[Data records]
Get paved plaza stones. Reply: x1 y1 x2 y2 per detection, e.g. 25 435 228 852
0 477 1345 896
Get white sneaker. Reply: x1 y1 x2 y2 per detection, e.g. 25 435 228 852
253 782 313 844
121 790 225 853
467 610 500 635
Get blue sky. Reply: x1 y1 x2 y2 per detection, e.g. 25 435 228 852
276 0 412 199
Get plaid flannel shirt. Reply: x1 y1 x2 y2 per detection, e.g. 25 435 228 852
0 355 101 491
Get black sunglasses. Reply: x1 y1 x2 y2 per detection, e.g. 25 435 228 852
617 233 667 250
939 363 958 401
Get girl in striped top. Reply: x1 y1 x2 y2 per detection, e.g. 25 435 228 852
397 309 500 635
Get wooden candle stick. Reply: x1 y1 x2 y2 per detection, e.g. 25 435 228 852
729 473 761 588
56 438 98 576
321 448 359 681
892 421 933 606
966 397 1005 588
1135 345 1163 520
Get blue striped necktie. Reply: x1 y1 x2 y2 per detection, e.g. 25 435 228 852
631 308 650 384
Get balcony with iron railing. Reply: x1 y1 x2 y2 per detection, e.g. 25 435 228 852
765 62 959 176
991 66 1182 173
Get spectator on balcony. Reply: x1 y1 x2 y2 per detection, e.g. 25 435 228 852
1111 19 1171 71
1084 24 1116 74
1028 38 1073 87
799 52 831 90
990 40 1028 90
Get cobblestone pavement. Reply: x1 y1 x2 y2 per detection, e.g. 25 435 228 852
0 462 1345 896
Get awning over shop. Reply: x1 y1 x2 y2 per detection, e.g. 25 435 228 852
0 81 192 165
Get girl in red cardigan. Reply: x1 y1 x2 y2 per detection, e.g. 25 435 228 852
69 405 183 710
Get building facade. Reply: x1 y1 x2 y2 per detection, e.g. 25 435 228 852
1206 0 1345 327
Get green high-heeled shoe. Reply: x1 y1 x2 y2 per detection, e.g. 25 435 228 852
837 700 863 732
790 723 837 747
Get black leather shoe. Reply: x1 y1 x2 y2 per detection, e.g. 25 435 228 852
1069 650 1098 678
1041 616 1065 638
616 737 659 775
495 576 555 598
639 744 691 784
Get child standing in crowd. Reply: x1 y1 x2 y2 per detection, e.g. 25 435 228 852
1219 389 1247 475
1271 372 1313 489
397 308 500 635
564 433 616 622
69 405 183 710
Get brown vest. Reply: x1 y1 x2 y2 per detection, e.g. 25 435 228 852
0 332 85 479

Given request: Copy out the listing verbatim, starting at the line that contains "Get black sunglasses." and continuing through the end of the listing, with both end lines included.

Exercise answer:
Get black sunglasses. Reply: x1 y1 x2 y2 per detection, e.g. 25 435 228 852
617 233 667 250
939 363 958 401
Get girl in striped top. Reply: x1 y1 x2 y2 per detection, e.g. 25 435 228 852
397 309 500 635
Get wooden candle stick. Reply: x1 y1 x2 y2 per detection, e.g. 25 435 228 852
729 473 761 588
56 438 98 576
321 448 359 681
892 421 933 606
966 397 1005 588
1135 345 1163 520
Get blue striped necktie. Reply: x1 y1 x2 y2 per detection, e.g. 25 435 228 852
631 308 650 384
Get balcony with iron railing. Reply: x1 y1 x2 y2 per detection, e.g. 25 435 228 852
765 62 959 176
991 66 1182 173
Get spectator on balcony. Reply: x1 y1 x2 y2 per detection, e.g. 25 435 228 852
1111 19 1171 71
1084 24 1116 74
1028 38 1073 87
799 52 831 90
990 40 1028 90
Get cobblestone pavement. Reply: x1 y1 x2 y2 per detection, e.g. 25 435 228 852
0 462 1345 896
Get awning over shop. Reply: x1 y1 x2 y2 per detection, e.g. 25 435 228 852
0 81 192 165
Get girl in red cardigan. Reply: x1 y1 x2 y2 per detection, e.g. 25 435 228 852
69 405 183 710
Get building facade. Reply: x1 y1 x2 y2 per detection, e.g. 25 435 228 852
1206 0 1345 327
Get green high-heeled shoe. Reply: x1 y1 x2 y2 per detection, e.g. 25 435 228 852
837 700 863 732
790 723 837 747
Get black leather shoe. Reply: x1 y1 x2 y2 per detection, e.g. 25 435 228 852
1069 650 1098 678
1041 616 1065 638
616 737 659 775
495 576 555 598
639 744 691 784
Get child standing in crowd. Reply: x1 y1 x2 y2 per detection, e.g. 25 435 228 852
1219 389 1247 475
1271 372 1313 489
397 308 500 635
564 433 616 622
69 405 183 710
Get brown vest. Reply: x1 y1 x2 y2 per detection, e.g. 25 435 228 852
0 332 85 479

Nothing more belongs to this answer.